━━━ EXCERPTED DATA ━━━

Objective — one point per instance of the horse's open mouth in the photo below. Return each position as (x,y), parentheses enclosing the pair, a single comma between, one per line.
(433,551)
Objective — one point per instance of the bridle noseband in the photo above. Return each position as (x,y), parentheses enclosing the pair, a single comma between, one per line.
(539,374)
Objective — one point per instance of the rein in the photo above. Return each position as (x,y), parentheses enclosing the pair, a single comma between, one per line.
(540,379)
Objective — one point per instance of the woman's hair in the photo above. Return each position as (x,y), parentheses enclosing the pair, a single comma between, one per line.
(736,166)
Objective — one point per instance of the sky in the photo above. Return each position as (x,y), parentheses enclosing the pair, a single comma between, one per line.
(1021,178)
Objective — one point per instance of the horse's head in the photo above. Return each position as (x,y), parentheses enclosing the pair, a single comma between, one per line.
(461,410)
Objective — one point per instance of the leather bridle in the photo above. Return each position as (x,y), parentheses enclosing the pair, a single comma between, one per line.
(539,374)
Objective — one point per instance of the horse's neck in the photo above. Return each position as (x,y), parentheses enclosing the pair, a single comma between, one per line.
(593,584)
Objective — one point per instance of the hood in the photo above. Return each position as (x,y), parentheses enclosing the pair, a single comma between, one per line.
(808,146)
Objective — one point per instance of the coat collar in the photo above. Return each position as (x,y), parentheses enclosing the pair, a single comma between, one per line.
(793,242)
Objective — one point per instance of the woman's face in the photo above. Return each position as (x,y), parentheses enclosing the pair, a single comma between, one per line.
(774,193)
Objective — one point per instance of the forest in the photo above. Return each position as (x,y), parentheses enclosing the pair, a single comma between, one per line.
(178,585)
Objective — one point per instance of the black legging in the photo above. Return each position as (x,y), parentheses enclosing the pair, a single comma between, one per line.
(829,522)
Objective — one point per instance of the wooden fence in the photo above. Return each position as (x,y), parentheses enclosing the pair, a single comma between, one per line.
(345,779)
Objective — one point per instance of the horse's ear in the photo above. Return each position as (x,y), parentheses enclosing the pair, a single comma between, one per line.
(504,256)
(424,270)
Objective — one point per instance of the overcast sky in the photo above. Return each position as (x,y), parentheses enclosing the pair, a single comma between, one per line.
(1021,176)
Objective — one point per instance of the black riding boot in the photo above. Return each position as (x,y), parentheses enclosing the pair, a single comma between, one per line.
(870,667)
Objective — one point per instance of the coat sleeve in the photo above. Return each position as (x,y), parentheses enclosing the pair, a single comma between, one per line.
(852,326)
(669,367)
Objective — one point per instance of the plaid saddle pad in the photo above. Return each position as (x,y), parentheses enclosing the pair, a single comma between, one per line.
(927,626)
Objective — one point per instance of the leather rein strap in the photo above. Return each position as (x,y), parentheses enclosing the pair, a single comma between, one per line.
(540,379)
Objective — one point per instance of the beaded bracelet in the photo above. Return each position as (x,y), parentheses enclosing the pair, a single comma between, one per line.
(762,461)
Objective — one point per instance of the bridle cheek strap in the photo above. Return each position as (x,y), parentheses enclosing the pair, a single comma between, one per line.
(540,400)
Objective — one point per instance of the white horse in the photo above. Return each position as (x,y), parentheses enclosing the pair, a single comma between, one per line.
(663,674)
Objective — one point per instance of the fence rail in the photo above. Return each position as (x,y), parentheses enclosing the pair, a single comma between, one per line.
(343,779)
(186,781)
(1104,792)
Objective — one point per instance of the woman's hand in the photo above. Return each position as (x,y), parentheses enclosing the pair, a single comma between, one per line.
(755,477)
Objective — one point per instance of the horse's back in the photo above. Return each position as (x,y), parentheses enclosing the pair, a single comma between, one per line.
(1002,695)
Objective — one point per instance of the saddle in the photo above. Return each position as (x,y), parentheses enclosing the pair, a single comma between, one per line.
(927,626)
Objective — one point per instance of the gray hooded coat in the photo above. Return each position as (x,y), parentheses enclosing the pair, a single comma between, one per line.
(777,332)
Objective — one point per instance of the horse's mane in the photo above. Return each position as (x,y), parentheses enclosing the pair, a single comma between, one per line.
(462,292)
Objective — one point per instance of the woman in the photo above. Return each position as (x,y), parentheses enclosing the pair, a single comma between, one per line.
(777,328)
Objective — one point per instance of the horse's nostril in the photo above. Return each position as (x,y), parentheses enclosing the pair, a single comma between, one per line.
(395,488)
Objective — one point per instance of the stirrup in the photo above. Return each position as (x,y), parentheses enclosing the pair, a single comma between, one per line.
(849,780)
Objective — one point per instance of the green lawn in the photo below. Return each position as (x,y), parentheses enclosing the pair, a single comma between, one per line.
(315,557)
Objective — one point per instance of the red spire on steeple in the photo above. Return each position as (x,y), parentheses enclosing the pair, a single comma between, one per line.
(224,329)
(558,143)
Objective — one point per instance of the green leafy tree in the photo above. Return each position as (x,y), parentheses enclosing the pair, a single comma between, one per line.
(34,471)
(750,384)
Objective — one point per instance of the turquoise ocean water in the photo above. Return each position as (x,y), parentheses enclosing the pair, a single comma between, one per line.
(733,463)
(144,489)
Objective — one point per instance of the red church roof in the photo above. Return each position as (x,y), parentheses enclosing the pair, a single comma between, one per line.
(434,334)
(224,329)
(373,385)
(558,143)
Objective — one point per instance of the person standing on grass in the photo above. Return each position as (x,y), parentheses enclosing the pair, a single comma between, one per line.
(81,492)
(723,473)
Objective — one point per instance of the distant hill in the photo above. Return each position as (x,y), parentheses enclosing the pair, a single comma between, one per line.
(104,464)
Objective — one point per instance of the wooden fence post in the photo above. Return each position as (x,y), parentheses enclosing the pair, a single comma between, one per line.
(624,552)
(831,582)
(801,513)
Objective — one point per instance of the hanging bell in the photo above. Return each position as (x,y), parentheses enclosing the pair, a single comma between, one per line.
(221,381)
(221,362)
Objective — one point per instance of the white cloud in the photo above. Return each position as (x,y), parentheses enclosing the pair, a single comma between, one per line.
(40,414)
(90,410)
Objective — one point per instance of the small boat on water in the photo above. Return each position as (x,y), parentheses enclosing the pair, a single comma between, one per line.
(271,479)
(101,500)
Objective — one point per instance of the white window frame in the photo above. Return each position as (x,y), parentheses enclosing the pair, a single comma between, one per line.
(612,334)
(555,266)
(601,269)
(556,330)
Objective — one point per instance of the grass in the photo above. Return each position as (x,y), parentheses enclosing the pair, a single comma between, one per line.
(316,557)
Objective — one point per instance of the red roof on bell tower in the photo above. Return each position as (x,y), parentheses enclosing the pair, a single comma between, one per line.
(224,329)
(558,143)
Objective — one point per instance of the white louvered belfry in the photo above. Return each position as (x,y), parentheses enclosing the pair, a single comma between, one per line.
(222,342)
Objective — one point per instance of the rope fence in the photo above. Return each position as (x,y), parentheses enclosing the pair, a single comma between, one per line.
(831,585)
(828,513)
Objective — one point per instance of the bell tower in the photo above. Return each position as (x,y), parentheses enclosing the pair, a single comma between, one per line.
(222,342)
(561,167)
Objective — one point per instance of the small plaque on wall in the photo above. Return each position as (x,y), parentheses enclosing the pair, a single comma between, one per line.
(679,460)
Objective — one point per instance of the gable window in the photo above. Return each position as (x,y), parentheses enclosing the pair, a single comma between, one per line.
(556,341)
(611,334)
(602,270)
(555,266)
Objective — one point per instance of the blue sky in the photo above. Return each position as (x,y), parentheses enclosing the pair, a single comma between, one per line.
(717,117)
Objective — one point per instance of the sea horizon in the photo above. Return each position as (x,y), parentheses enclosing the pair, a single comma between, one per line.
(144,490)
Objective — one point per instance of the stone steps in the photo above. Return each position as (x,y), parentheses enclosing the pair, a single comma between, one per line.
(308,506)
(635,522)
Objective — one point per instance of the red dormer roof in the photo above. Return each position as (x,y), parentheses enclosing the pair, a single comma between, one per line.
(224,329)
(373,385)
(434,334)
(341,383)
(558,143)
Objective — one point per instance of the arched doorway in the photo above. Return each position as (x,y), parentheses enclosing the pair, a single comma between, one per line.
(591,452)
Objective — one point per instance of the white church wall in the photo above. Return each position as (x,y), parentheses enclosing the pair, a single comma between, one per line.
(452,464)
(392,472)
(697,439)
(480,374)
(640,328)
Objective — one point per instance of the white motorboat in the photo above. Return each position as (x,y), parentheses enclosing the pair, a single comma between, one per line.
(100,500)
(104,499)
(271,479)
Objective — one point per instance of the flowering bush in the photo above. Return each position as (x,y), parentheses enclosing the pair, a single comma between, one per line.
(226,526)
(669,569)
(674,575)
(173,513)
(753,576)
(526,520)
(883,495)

━━━

REQUIREMENT | The answer must be the line containing "Objective — one point per instance of the white motorboat" and every line after it through the end of the records, repeated exactly.

SOLUTION TO THIS EXERCISE |
Objective — one point per instance of the white motorboat in the photo above. Return each position as (x,y), parentheses enclosing the pair, a single comma between, one per line.
(100,500)
(104,499)
(271,479)
Objective — one point per instance of the flowering bush in the photo above. Return each position as (x,y), parentheses enclosing the pair, a single comma between, one per line.
(226,526)
(669,569)
(674,575)
(173,513)
(753,576)
(526,520)
(883,495)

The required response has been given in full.